__Given problem__
From the records below, extract every line from the one containing "of the farm" to the one containing "point(479, 296)", both included, and reproduce them without any change.

--- Exercise materials ---

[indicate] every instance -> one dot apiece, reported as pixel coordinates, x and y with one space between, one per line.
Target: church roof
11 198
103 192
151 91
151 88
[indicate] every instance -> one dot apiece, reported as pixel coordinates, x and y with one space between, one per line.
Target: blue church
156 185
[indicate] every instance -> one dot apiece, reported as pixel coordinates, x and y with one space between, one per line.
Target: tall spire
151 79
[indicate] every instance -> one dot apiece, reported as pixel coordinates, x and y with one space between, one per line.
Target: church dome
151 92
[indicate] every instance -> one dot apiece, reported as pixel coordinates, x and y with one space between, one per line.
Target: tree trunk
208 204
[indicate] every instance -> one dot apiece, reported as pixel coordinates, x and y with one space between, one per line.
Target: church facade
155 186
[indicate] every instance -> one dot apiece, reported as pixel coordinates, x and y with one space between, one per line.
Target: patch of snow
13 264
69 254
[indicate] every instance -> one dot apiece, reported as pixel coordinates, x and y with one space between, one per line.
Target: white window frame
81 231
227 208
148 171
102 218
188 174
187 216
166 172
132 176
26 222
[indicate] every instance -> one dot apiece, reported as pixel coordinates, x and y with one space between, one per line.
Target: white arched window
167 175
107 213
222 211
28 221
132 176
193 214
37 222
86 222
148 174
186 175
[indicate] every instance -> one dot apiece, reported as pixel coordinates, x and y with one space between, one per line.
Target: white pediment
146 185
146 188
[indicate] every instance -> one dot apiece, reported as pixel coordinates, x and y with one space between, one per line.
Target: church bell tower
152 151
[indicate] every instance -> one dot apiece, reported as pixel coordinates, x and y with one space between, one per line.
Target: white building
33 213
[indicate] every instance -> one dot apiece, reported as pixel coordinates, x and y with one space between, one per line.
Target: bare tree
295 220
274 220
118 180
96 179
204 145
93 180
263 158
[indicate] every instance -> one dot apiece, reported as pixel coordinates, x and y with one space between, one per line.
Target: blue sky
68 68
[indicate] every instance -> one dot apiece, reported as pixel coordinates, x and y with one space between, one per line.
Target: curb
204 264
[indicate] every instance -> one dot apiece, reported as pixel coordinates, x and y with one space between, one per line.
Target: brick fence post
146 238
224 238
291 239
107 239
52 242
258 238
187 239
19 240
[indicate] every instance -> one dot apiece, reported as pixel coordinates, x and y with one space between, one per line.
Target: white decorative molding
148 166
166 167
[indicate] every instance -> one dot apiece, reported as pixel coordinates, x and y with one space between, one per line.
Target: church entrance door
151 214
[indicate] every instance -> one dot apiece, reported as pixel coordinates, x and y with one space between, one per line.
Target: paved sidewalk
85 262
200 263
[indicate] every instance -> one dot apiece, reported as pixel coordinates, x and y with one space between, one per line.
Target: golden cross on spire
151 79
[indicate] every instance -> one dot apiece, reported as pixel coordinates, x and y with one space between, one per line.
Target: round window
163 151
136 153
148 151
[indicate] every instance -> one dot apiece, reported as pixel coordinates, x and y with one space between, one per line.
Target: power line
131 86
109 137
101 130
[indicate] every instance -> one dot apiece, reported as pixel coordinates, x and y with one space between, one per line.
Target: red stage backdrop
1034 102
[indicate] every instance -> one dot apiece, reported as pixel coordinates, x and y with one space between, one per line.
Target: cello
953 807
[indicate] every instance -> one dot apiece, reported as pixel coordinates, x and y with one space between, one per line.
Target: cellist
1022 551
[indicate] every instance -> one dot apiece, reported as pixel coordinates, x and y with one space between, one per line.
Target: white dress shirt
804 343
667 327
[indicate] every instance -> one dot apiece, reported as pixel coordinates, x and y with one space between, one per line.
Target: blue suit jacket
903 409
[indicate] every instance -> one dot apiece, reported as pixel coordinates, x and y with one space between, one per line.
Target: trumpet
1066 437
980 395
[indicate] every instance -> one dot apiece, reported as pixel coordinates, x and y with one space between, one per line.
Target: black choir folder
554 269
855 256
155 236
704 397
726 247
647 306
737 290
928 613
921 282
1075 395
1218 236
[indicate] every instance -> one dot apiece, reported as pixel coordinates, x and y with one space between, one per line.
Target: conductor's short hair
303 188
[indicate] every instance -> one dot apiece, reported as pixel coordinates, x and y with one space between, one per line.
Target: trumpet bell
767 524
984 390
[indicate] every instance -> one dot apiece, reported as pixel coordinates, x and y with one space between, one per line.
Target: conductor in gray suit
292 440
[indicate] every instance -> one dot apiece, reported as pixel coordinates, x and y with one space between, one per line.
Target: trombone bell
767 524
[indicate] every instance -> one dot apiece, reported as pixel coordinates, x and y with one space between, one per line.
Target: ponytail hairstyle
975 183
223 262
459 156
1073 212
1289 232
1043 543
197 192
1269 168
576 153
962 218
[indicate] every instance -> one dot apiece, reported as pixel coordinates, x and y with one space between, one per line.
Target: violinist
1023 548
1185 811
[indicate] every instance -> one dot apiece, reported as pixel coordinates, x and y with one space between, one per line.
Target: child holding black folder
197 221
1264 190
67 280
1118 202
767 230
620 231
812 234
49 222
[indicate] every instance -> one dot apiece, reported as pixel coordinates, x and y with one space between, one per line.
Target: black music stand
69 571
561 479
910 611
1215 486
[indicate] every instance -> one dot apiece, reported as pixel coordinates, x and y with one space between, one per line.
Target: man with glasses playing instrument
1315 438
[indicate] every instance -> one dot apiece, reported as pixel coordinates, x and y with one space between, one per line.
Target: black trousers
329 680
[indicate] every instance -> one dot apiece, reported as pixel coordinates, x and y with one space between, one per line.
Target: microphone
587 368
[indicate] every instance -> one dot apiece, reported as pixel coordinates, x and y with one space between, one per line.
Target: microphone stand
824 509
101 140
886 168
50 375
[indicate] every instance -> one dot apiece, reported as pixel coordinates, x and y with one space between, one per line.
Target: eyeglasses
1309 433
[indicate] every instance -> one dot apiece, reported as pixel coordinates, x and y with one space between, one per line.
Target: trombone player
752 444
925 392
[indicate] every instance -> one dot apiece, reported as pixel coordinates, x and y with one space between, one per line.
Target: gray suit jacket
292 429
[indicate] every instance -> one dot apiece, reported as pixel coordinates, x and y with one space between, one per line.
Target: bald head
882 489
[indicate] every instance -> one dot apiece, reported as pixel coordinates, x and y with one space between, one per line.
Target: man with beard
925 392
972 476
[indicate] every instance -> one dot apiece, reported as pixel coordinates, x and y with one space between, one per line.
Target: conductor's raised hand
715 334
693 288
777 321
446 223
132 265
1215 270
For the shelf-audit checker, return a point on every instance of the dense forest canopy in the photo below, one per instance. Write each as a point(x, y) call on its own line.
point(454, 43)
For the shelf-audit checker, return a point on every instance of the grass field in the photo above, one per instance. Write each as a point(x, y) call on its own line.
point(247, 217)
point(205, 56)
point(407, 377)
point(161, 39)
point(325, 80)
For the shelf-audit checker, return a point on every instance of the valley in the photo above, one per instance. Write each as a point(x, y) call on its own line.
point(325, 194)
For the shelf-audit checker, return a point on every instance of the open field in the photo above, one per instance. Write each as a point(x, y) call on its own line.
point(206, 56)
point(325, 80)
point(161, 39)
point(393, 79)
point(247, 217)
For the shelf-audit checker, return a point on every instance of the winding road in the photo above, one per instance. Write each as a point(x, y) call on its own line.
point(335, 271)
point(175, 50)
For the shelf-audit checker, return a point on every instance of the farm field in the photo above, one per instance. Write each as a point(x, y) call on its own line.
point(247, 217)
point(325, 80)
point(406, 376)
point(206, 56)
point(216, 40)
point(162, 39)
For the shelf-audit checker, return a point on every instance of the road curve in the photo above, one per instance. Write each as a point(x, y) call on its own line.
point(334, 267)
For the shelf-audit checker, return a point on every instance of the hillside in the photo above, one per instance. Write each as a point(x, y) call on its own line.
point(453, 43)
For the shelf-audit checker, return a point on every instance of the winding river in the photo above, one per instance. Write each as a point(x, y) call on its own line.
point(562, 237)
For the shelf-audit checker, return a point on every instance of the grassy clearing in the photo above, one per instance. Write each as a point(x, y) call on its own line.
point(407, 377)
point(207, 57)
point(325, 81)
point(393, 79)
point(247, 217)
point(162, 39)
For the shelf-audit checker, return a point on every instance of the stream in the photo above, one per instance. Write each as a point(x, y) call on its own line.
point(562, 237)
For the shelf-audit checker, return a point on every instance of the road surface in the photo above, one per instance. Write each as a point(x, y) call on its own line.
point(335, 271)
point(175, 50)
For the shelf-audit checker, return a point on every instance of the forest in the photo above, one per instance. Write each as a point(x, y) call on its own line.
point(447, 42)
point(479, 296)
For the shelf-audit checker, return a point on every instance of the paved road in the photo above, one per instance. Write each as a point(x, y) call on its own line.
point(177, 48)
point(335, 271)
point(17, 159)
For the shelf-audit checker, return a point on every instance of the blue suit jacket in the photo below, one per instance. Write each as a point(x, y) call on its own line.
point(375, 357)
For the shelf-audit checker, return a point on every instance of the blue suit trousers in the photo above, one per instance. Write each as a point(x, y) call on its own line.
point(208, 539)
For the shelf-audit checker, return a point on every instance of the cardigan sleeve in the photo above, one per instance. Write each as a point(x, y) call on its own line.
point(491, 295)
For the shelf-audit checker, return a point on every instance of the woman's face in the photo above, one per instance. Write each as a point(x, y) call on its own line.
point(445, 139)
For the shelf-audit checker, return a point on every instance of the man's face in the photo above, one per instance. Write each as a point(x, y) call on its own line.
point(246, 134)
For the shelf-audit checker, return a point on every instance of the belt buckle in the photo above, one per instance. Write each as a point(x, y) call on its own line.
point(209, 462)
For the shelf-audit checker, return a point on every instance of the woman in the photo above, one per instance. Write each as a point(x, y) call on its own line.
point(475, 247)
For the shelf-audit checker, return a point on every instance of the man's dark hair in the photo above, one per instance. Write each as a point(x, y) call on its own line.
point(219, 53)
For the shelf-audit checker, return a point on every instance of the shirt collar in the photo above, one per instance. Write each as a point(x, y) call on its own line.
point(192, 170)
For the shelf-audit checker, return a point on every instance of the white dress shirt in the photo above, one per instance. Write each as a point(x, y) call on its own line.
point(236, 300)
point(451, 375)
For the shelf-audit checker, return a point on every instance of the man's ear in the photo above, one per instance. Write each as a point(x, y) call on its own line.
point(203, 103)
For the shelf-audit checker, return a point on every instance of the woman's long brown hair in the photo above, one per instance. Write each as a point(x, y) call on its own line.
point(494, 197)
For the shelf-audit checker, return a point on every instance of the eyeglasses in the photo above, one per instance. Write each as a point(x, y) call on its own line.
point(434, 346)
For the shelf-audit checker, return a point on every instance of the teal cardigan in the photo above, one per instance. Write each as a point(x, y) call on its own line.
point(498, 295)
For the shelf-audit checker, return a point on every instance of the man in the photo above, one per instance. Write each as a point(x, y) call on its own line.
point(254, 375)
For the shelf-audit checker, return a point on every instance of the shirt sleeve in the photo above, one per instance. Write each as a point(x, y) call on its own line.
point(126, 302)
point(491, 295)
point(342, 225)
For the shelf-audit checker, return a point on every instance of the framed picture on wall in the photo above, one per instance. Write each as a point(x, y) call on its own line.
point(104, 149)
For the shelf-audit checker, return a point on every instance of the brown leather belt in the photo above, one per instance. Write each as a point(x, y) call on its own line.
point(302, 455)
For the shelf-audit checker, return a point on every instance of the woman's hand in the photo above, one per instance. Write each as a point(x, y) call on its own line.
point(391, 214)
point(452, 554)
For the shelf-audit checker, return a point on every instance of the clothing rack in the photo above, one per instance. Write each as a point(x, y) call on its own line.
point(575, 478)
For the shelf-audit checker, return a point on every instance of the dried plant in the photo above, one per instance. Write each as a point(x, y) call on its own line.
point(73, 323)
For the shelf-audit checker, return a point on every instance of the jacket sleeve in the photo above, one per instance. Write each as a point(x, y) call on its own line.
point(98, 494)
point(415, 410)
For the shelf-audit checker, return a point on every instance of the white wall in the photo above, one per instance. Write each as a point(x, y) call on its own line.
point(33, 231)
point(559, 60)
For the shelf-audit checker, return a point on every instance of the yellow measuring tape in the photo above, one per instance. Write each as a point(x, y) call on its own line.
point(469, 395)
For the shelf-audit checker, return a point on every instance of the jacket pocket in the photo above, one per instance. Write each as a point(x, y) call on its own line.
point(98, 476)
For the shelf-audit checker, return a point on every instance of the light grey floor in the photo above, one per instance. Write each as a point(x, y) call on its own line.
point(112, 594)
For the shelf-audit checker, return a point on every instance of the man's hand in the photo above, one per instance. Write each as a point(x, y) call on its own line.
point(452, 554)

---

__Output for this task__
For the shelf-audit checker, return a point on every instance of the farm field in the photo above, one per instance. Write each as a point(x, y) call on its own line.
point(247, 217)
point(325, 80)
point(406, 376)
point(206, 56)
point(216, 40)
point(162, 39)
For the shelf-audit checker, return a point on every instance of the road curve in the photo above, one per instance. Write each as a point(x, y) call on its own line.
point(334, 267)
For the shelf-audit checker, return a point on every instance of the hillside in the photo above, one per instance. Write each as a point(x, y) call on its own line.
point(453, 43)
For the shelf-audit checker, return a point on every instance of the winding river in the photo above, one per instance. Write each as a point(x, y) call on its own line.
point(562, 237)
For the shelf-audit checker, return a point on every instance of the grassy clearing in the photo above, one per instance. Write each as a point(x, y) call on its own line.
point(407, 377)
point(207, 57)
point(325, 81)
point(393, 79)
point(247, 217)
point(162, 39)
For the shelf-audit checker, return a point on every instance of the stream in the photo above, one per instance. Write each as a point(x, y) call on its own line.
point(562, 237)
For the shelf-audit checker, return a point on every instance of the road surface in the photo above, one per instance. Write each as a point(x, y) call on its own line.
point(335, 271)
point(175, 50)
For the shelf-audit checker, return a point on every instance of the forest in the photo above, one per instance. Write each as a point(x, y) call on its own line.
point(447, 42)
point(479, 296)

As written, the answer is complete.